• Written exercise
Starting at the line containing "Ground white baseboard." and ending with the last of the rows below, reproduce only those lines, requests included. In the answers, scale each bounding-box coordinate by 0.8 and round it to a whole number, with halves rounded up.

• Dataset
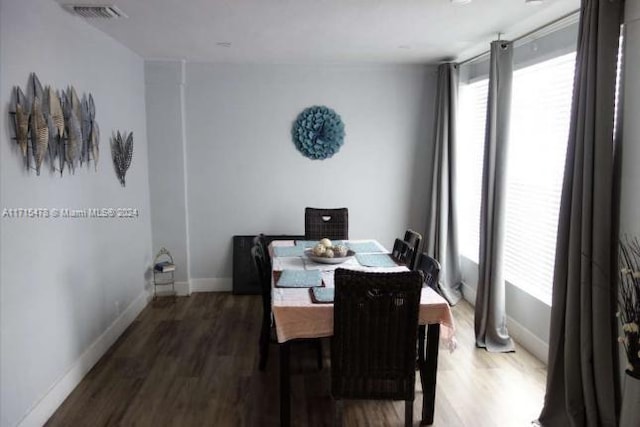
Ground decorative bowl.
[304,249,356,264]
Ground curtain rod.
[458,9,580,65]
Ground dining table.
[269,239,456,427]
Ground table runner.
[272,241,456,350]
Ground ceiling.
[55,0,580,64]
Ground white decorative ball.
[333,245,349,258]
[320,237,333,248]
[313,243,327,256]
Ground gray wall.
[146,62,436,286]
[0,0,152,426]
[145,61,189,282]
[620,1,640,237]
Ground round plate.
[304,249,356,264]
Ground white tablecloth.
[270,240,455,350]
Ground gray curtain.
[425,63,462,305]
[539,0,624,427]
[475,40,515,352]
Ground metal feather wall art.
[10,86,31,163]
[31,98,49,175]
[9,73,100,176]
[111,131,133,187]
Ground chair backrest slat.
[331,269,422,400]
[304,208,349,240]
[391,239,413,268]
[404,228,422,269]
[415,252,440,291]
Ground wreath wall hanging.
[291,105,344,160]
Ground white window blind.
[457,53,575,304]
[456,79,489,262]
[504,53,575,305]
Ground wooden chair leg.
[316,338,323,371]
[258,320,271,371]
[404,400,413,427]
[333,399,344,427]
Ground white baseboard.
[176,282,191,297]
[507,316,549,365]
[190,277,232,292]
[462,283,549,365]
[18,290,151,427]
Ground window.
[504,53,575,305]
[456,79,489,262]
[457,52,575,304]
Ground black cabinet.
[233,234,304,295]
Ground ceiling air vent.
[64,4,128,19]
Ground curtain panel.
[538,0,624,427]
[425,63,462,305]
[475,40,515,352]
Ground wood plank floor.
[46,293,546,427]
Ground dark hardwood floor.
[46,293,545,427]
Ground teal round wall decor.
[291,105,344,160]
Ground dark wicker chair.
[415,252,440,292]
[251,243,273,371]
[391,239,413,268]
[404,228,422,269]
[331,269,422,426]
[304,208,349,240]
[251,239,323,371]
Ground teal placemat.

• Exercise result
Ground white baseboard.
[141,226,153,238]
[406,253,439,292]
[152,222,186,234]
[370,226,439,292]
[14,232,121,342]
Ground window.
[403,42,460,244]
[365,63,391,210]
[366,42,460,243]
Ground black cabinet.
[186,187,243,236]
Ground ceiling air vent.
[51,3,102,15]
Ground curtain panel.
[430,0,499,342]
[340,50,370,244]
[380,32,412,282]
Ground wood plank floor.
[37,234,437,342]
Ground dark hardwood floor.
[37,234,436,342]
Ground teal round wall decor.
[233,84,275,128]
Ground dark wicker chair.
[332,202,352,234]
[201,194,218,297]
[313,191,330,214]
[323,182,338,215]
[265,215,338,341]
[243,166,279,192]
[201,191,258,297]
Ground teal placemat.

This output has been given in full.